**Stored data**
----------------

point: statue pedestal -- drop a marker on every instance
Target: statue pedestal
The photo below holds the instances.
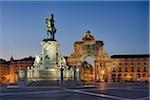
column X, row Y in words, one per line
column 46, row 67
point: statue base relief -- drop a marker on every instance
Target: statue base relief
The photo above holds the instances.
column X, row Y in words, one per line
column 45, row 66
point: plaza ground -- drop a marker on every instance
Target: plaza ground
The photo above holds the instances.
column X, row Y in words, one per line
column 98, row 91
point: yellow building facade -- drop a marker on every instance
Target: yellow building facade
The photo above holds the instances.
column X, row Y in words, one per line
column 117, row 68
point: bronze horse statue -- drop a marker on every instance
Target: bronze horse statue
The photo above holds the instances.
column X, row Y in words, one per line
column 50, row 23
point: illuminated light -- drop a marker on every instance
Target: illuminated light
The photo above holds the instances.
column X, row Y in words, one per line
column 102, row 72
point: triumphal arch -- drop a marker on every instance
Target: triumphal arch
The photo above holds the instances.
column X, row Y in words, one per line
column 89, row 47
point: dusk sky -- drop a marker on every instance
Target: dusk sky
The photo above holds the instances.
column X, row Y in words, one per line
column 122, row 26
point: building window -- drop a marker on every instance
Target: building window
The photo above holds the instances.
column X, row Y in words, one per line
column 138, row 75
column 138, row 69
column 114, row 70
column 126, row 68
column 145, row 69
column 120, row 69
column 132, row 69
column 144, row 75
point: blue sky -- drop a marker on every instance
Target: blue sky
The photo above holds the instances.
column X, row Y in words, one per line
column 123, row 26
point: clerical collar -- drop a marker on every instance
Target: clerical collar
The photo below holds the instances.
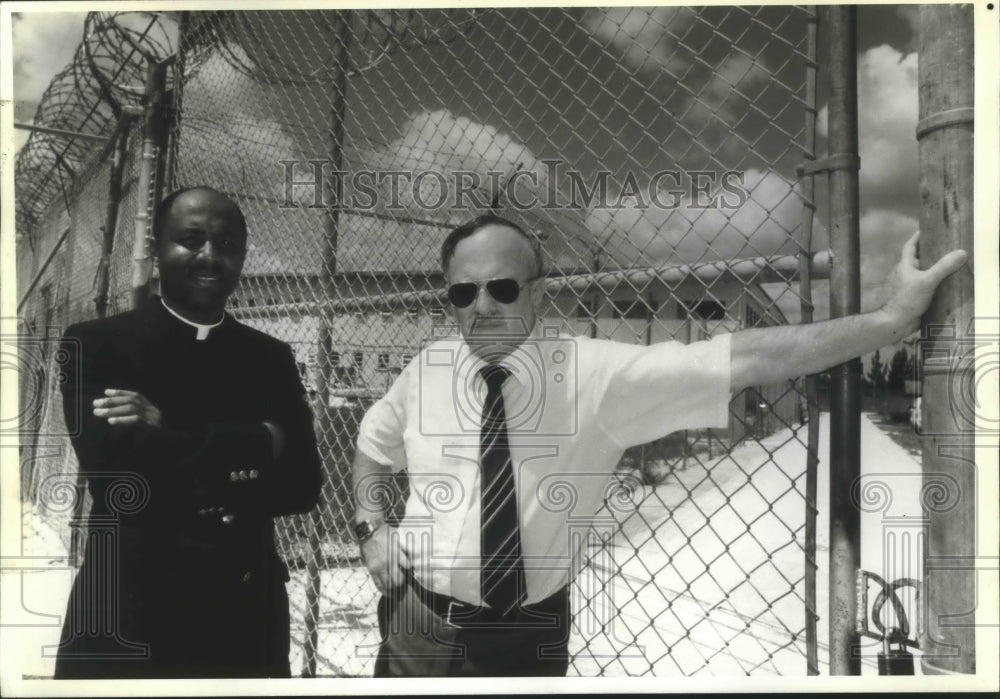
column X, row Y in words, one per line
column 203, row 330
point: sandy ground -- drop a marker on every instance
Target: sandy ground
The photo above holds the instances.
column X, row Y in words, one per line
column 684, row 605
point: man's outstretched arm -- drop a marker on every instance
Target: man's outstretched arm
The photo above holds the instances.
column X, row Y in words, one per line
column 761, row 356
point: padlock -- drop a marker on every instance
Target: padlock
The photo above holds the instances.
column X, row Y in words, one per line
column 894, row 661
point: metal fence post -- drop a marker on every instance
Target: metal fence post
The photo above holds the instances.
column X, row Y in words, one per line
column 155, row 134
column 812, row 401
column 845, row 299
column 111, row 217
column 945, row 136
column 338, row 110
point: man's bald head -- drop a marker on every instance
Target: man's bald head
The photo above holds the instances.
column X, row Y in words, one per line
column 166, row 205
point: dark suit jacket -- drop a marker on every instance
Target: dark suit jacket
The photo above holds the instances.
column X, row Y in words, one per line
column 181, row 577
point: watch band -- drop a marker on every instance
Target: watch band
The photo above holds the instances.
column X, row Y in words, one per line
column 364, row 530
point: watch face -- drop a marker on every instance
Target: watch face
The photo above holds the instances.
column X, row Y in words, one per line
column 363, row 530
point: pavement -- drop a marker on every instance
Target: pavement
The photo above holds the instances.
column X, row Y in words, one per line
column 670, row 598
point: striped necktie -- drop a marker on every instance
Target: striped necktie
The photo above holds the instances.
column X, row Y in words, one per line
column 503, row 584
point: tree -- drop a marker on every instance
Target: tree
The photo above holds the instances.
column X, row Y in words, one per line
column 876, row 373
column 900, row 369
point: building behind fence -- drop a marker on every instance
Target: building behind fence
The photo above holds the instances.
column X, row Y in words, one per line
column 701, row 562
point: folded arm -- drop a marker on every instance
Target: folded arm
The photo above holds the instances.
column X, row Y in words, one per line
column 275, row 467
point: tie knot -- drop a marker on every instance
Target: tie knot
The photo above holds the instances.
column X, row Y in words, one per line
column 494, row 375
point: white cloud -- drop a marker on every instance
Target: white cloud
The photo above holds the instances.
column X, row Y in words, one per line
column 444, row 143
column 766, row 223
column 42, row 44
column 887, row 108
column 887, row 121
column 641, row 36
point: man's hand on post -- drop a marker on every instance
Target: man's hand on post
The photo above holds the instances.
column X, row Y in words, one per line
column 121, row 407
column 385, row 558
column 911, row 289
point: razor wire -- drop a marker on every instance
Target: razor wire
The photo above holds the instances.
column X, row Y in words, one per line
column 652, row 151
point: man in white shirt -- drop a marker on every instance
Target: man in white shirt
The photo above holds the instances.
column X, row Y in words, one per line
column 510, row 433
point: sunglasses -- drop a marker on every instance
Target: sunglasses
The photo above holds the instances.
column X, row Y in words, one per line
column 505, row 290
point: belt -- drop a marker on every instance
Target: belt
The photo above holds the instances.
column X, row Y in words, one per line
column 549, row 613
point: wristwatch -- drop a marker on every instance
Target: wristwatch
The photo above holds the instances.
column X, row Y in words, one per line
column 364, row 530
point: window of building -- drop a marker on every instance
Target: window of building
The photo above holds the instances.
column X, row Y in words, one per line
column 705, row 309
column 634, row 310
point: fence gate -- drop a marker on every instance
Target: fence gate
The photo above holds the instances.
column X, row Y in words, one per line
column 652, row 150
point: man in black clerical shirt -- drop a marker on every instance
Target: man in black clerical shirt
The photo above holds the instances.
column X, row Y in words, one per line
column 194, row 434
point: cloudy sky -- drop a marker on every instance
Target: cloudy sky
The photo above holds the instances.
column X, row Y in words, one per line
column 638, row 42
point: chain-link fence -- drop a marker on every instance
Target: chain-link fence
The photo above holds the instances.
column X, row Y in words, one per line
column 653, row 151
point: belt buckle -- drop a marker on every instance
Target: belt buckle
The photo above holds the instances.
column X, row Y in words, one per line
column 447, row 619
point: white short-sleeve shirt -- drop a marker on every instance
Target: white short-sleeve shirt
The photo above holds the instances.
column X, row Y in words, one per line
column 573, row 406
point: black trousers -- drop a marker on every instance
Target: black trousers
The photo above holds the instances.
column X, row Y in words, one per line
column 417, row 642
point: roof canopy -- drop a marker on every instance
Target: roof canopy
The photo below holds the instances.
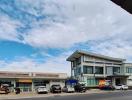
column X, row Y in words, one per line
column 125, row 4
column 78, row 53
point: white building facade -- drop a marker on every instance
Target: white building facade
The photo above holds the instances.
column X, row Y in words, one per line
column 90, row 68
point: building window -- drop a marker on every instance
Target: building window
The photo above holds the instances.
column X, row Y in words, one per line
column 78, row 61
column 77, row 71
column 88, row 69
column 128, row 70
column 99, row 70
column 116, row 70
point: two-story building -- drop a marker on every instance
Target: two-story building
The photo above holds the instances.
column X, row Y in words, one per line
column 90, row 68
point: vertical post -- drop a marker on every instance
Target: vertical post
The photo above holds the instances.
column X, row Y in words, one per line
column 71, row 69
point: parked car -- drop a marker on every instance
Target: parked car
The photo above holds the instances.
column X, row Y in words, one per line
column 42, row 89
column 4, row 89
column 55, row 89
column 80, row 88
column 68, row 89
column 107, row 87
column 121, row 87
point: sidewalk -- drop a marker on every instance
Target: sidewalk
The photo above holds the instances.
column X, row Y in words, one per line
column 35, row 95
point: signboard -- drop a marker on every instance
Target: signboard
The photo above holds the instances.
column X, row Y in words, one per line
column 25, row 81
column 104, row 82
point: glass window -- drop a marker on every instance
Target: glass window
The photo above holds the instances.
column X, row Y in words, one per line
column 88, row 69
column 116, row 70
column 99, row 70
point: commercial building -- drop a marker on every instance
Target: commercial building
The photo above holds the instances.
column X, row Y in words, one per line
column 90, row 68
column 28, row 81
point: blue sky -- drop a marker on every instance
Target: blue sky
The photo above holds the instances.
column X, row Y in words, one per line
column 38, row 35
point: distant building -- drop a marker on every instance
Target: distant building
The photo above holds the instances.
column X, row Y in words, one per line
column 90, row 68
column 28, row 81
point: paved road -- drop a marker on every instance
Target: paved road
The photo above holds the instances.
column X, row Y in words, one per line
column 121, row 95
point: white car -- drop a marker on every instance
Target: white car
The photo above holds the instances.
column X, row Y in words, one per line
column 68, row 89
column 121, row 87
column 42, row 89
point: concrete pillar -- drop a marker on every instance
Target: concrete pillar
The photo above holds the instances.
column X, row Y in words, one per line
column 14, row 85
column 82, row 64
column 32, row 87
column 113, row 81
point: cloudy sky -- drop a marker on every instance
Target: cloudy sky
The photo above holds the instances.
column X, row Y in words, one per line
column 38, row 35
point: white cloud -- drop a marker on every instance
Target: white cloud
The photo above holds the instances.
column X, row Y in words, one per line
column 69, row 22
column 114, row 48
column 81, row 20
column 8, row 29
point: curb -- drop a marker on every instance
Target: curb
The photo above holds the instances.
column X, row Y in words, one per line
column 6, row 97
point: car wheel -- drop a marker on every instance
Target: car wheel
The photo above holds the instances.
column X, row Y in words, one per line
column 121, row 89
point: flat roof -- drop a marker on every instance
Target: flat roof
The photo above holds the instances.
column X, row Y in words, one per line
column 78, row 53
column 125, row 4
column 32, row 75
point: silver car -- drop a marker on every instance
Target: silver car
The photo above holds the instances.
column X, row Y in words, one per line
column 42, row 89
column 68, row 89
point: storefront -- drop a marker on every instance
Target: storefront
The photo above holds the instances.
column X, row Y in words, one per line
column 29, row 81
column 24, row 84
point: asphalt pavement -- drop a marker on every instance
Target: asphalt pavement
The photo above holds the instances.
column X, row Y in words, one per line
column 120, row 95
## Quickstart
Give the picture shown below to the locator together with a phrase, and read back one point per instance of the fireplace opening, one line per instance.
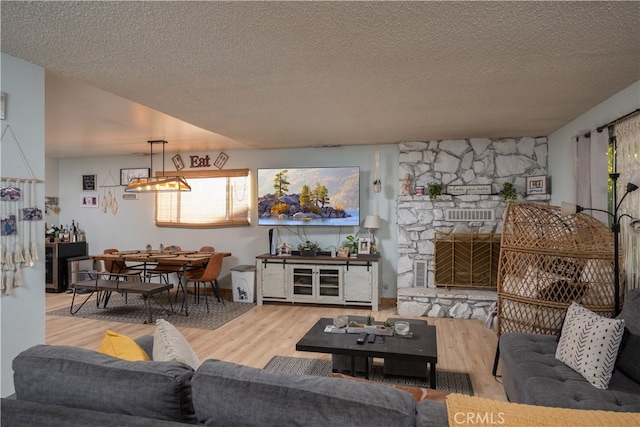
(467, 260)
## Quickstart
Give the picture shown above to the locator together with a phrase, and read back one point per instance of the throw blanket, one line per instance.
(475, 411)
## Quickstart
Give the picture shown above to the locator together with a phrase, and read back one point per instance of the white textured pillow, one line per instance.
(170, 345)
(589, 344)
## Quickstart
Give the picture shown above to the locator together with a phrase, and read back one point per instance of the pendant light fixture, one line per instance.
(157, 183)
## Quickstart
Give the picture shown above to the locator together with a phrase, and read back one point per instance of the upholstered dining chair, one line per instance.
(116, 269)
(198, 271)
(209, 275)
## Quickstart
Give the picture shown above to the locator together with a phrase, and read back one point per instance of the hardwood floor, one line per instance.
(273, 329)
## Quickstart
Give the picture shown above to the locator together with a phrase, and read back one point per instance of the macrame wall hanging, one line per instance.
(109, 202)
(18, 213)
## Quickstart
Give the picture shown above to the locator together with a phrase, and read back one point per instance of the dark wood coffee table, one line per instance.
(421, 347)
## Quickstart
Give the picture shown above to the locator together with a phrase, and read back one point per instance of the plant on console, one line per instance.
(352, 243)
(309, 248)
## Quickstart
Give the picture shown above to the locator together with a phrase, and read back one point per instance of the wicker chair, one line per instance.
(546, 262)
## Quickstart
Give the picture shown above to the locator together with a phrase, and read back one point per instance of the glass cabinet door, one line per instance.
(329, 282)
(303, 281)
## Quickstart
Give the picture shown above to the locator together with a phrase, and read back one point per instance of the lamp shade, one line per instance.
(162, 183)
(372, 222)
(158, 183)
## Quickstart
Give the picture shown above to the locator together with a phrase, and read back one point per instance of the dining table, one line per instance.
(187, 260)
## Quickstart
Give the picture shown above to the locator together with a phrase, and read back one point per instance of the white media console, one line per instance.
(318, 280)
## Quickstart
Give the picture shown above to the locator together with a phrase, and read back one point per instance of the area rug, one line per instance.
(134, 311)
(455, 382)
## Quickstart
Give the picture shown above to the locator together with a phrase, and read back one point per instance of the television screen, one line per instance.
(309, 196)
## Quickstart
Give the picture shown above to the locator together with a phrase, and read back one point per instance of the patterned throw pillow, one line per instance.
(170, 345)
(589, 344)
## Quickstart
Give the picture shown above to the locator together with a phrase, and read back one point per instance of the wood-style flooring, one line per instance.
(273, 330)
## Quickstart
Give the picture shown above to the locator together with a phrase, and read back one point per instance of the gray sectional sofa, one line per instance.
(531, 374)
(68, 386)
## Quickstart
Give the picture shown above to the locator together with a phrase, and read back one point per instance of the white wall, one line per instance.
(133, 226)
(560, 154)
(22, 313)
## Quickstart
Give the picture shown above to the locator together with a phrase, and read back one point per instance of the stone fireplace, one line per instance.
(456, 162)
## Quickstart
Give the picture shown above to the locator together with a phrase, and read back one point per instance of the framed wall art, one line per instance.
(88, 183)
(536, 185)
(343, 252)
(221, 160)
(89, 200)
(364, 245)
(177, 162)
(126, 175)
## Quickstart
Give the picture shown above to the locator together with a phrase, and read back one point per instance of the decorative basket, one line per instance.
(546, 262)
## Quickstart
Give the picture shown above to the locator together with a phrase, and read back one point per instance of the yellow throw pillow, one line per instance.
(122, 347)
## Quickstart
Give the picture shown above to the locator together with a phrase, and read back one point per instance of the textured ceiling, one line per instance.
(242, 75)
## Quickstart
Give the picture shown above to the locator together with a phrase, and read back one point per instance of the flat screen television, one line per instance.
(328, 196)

----------------

**Exercise details**
Filter the records down to the lines containing the word "head", and copy those.

**Written answer**
point: man's bald head -- drop a marker on every instance
Target: man's bald head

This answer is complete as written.